> [SHORT EXERCISE]: Please rename "white table" to "serving table" and give back the full set of lines that follows, leaving everything else unchanged.

──────── MATERIAL SUPPLIED ────────

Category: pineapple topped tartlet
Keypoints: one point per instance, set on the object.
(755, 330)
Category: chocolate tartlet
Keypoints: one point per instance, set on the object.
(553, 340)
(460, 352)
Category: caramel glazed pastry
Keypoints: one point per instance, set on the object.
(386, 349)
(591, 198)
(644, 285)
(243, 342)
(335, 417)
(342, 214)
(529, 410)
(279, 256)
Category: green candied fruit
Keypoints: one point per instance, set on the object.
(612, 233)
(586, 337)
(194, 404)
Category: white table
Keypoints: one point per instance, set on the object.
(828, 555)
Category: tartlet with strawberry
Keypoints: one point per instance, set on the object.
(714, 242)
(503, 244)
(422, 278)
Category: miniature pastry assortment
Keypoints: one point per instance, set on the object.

────────

> [PROBLEM SOLUTION]:
Category: pineapple topped tartlet
Keypoints: one point per instance, set on the object.
(755, 330)
Category: chocolate tartlet
Keypoints: one point per instance, set on the object.
(553, 340)
(460, 352)
Category: caramel glazed pastry
Keypoints: one point per instance, set on the object.
(386, 349)
(591, 198)
(644, 285)
(243, 342)
(335, 417)
(342, 214)
(529, 410)
(279, 256)
Category: green candied fruit
Keypoints: one point per instance, set on the object.
(612, 233)
(586, 337)
(194, 404)
Category: serving table
Keypoints: one point per instance, set on the object.
(828, 555)
Category: tartlet with strawberry
Keypoints: one point per instance, set on the object.
(714, 242)
(503, 244)
(422, 278)
Category: miniature pastry assortment
Keypoints: one point per instance, set on the object.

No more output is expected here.